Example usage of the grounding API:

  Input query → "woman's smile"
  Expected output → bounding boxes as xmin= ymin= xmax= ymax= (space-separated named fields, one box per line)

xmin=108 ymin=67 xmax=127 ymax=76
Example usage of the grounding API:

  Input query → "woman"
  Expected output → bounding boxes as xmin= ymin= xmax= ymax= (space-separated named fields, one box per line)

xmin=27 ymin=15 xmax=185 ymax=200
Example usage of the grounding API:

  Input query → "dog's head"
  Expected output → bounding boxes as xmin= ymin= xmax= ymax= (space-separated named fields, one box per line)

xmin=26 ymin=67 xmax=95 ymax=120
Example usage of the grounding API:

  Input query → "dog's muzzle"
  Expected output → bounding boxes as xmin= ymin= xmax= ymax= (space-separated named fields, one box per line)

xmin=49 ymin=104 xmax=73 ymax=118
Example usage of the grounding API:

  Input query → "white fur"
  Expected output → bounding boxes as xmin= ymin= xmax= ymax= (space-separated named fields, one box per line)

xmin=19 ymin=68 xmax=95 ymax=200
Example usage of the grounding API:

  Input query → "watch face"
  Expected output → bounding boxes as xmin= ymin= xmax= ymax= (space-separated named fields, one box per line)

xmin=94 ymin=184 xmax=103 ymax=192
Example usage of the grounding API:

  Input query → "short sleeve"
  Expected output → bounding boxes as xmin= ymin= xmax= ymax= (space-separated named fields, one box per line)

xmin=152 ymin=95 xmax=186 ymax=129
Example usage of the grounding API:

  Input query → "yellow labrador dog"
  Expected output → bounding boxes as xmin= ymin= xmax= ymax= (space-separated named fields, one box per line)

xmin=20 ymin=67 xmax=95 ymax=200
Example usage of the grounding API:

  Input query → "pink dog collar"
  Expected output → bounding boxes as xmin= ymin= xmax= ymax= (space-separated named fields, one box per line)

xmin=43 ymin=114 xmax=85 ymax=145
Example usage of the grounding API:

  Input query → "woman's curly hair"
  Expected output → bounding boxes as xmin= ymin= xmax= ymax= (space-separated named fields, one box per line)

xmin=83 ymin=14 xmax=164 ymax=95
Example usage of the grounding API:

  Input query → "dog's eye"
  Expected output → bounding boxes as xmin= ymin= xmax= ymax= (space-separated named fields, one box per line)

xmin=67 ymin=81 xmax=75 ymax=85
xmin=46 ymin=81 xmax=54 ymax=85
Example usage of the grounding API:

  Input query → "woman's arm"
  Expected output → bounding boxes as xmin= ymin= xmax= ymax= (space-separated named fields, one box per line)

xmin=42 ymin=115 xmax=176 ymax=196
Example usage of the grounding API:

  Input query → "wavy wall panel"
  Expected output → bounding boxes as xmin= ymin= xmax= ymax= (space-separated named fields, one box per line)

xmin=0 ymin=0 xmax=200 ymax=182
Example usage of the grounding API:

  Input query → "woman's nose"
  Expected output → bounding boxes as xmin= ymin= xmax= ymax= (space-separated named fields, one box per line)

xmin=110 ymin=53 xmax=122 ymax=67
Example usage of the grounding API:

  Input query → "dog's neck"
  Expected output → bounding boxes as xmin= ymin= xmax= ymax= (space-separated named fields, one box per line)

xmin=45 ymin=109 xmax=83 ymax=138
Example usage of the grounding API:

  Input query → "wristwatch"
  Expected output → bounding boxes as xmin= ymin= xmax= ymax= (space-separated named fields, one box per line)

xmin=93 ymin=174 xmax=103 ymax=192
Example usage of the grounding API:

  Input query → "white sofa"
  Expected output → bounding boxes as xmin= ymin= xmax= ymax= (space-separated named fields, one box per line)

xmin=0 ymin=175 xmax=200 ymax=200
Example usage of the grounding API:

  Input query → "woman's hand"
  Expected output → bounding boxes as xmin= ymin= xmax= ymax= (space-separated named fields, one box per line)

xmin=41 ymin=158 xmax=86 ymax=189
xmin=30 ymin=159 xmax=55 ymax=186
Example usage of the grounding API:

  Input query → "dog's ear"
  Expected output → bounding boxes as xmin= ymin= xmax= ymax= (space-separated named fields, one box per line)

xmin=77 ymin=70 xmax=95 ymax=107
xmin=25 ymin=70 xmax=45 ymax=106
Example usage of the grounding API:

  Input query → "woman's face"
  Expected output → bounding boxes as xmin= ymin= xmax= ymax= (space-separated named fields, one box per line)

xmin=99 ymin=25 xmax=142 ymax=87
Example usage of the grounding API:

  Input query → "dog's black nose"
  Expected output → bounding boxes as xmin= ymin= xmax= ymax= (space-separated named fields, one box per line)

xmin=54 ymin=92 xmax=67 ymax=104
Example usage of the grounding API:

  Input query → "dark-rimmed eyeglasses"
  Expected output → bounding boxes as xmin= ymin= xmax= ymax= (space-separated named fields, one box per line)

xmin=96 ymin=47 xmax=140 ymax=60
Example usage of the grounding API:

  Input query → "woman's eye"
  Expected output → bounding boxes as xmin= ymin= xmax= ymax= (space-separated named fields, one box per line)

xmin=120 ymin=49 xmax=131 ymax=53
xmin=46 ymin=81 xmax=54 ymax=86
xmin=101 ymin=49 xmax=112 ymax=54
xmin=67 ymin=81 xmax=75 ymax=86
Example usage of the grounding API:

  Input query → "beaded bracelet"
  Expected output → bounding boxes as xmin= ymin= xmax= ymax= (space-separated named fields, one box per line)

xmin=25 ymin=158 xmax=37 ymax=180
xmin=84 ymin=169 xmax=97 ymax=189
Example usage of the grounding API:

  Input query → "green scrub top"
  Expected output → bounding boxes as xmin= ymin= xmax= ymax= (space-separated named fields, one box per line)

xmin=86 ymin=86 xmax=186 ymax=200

* * * * * * *

* EXERCISE DIRECTIONS: List every line of the listing above that contains the word "face".

* TASK RESPONSE:
  Input query → "watch face"
  Input query → "woman's face"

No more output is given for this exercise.